***** Exercise input *****

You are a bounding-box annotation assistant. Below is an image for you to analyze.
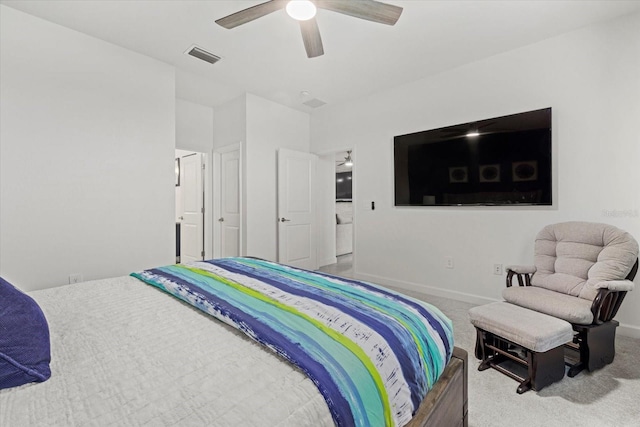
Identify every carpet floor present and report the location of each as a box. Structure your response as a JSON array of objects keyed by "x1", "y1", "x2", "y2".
[{"x1": 321, "y1": 262, "x2": 640, "y2": 427}]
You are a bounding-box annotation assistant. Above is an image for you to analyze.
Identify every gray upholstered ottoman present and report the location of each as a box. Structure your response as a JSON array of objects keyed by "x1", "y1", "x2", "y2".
[{"x1": 469, "y1": 302, "x2": 573, "y2": 393}]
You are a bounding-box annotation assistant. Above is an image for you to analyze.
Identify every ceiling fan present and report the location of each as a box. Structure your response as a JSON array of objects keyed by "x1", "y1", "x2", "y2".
[
  {"x1": 216, "y1": 0, "x2": 402, "y2": 58},
  {"x1": 336, "y1": 150, "x2": 353, "y2": 168}
]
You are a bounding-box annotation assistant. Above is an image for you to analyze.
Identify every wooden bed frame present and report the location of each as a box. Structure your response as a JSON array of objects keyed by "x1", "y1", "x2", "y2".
[{"x1": 406, "y1": 347, "x2": 469, "y2": 427}]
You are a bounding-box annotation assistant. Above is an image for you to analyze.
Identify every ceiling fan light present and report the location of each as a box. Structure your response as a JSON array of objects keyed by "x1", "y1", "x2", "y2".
[{"x1": 286, "y1": 0, "x2": 316, "y2": 21}]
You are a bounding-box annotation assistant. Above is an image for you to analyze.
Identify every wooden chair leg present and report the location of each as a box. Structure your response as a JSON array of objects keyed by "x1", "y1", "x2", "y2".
[{"x1": 567, "y1": 320, "x2": 619, "y2": 378}]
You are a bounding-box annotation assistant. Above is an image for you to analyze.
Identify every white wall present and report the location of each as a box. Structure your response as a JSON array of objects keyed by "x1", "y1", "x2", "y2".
[
  {"x1": 214, "y1": 94, "x2": 310, "y2": 260},
  {"x1": 311, "y1": 14, "x2": 640, "y2": 336},
  {"x1": 175, "y1": 99, "x2": 214, "y2": 259},
  {"x1": 244, "y1": 94, "x2": 310, "y2": 260},
  {"x1": 176, "y1": 99, "x2": 213, "y2": 153},
  {"x1": 0, "y1": 5, "x2": 175, "y2": 290}
]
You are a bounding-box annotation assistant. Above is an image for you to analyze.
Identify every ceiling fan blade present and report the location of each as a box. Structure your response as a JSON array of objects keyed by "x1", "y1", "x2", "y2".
[
  {"x1": 315, "y1": 0, "x2": 402, "y2": 25},
  {"x1": 216, "y1": 0, "x2": 287, "y2": 30},
  {"x1": 300, "y1": 18, "x2": 324, "y2": 58}
]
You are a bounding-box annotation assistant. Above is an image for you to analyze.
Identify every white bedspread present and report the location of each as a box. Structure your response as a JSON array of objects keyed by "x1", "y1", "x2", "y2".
[{"x1": 0, "y1": 277, "x2": 333, "y2": 427}]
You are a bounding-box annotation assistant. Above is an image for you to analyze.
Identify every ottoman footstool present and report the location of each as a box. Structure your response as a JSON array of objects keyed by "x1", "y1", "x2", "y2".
[{"x1": 469, "y1": 302, "x2": 573, "y2": 394}]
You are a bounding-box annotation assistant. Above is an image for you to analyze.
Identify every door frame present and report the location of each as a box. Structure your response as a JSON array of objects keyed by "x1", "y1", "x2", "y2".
[
  {"x1": 215, "y1": 141, "x2": 246, "y2": 258},
  {"x1": 174, "y1": 147, "x2": 213, "y2": 259},
  {"x1": 315, "y1": 146, "x2": 358, "y2": 272},
  {"x1": 276, "y1": 147, "x2": 318, "y2": 270}
]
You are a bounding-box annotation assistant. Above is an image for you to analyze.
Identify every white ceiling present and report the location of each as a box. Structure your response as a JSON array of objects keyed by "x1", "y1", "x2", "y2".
[{"x1": 5, "y1": 0, "x2": 640, "y2": 113}]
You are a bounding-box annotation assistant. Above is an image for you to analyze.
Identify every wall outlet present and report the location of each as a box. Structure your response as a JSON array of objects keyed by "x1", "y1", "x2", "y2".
[
  {"x1": 444, "y1": 256, "x2": 453, "y2": 268},
  {"x1": 69, "y1": 273, "x2": 82, "y2": 285}
]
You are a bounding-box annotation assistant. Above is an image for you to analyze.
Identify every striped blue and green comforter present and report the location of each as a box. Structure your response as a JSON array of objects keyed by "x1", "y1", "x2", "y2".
[{"x1": 132, "y1": 258, "x2": 453, "y2": 426}]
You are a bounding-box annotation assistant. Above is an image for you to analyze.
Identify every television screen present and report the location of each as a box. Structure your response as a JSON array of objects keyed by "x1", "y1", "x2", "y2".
[
  {"x1": 336, "y1": 172, "x2": 352, "y2": 200},
  {"x1": 393, "y1": 108, "x2": 552, "y2": 206}
]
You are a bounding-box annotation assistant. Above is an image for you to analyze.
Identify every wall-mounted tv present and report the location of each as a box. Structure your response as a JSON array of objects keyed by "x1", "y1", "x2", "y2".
[
  {"x1": 336, "y1": 172, "x2": 353, "y2": 201},
  {"x1": 393, "y1": 108, "x2": 552, "y2": 206}
]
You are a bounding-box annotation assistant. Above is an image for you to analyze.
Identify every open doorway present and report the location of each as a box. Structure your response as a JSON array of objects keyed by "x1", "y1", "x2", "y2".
[
  {"x1": 335, "y1": 150, "x2": 354, "y2": 274},
  {"x1": 319, "y1": 149, "x2": 356, "y2": 276}
]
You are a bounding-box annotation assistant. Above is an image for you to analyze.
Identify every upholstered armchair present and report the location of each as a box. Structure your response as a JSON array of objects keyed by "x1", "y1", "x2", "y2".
[{"x1": 502, "y1": 222, "x2": 638, "y2": 377}]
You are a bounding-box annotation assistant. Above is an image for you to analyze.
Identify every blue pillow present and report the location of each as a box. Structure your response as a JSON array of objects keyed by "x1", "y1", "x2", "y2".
[{"x1": 0, "y1": 277, "x2": 51, "y2": 389}]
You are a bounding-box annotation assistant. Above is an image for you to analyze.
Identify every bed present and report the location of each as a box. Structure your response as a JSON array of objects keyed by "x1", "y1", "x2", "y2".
[{"x1": 0, "y1": 258, "x2": 467, "y2": 427}]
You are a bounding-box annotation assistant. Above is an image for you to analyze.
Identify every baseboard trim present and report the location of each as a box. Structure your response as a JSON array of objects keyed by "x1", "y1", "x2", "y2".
[
  {"x1": 354, "y1": 272, "x2": 640, "y2": 339},
  {"x1": 354, "y1": 272, "x2": 498, "y2": 305},
  {"x1": 318, "y1": 257, "x2": 338, "y2": 268}
]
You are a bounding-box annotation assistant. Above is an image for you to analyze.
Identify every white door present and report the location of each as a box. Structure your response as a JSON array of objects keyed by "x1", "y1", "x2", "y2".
[
  {"x1": 278, "y1": 148, "x2": 317, "y2": 270},
  {"x1": 218, "y1": 149, "x2": 241, "y2": 257},
  {"x1": 180, "y1": 153, "x2": 204, "y2": 263}
]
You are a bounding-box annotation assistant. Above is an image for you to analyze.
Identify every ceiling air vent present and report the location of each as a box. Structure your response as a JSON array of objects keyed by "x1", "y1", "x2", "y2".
[
  {"x1": 184, "y1": 46, "x2": 220, "y2": 64},
  {"x1": 303, "y1": 98, "x2": 326, "y2": 108}
]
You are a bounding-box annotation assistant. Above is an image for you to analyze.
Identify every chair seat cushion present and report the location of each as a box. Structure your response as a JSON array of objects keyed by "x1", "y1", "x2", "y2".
[
  {"x1": 469, "y1": 301, "x2": 573, "y2": 353},
  {"x1": 502, "y1": 286, "x2": 593, "y2": 325}
]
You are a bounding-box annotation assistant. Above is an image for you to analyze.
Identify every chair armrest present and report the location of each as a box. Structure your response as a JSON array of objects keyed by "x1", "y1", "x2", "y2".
[
  {"x1": 591, "y1": 288, "x2": 627, "y2": 325},
  {"x1": 596, "y1": 280, "x2": 635, "y2": 291},
  {"x1": 506, "y1": 265, "x2": 536, "y2": 288}
]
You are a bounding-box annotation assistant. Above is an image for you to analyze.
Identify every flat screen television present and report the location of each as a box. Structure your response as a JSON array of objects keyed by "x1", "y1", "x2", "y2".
[
  {"x1": 393, "y1": 108, "x2": 552, "y2": 206},
  {"x1": 336, "y1": 172, "x2": 353, "y2": 201}
]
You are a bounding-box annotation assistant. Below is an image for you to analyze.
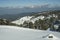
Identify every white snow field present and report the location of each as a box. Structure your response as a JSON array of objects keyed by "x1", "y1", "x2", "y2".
[
  {"x1": 0, "y1": 25, "x2": 60, "y2": 40},
  {"x1": 11, "y1": 16, "x2": 45, "y2": 25}
]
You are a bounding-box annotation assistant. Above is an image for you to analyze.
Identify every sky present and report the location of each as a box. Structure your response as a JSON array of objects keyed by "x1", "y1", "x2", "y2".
[{"x1": 0, "y1": 0, "x2": 60, "y2": 7}]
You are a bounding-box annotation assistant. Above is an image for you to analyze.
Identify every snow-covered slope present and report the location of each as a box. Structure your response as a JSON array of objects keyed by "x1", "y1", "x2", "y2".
[
  {"x1": 0, "y1": 25, "x2": 60, "y2": 40},
  {"x1": 12, "y1": 16, "x2": 44, "y2": 25}
]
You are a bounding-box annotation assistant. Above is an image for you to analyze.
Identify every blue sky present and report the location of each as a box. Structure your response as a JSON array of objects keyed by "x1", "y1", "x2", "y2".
[{"x1": 0, "y1": 0, "x2": 60, "y2": 7}]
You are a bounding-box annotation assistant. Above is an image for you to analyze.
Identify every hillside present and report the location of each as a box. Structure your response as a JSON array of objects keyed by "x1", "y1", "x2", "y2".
[
  {"x1": 0, "y1": 25, "x2": 60, "y2": 40},
  {"x1": 12, "y1": 10, "x2": 60, "y2": 30}
]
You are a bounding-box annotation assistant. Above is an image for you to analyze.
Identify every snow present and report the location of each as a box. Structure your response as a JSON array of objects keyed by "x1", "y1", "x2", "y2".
[
  {"x1": 45, "y1": 34, "x2": 59, "y2": 40},
  {"x1": 0, "y1": 25, "x2": 60, "y2": 40},
  {"x1": 12, "y1": 16, "x2": 45, "y2": 25},
  {"x1": 31, "y1": 16, "x2": 45, "y2": 23},
  {"x1": 12, "y1": 16, "x2": 33, "y2": 25}
]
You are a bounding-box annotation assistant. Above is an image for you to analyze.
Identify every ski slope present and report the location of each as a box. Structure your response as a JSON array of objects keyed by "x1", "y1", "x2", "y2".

*****

- **Goal**: Pick out each line in the records above that contains the word "upholstered" and copy those lines in full.

- **Response to the task**:
Identify every gray upholstered ottoman present and report the location of each as a box. Structure your response as a JSON array of objects keyed by "x1", "y1", "x2", "y2".
Identify every upholstered armchair present and report the location of each as a box. Structure your response as a JSON array of objects keyed by "x1", "y1", "x2", "y2".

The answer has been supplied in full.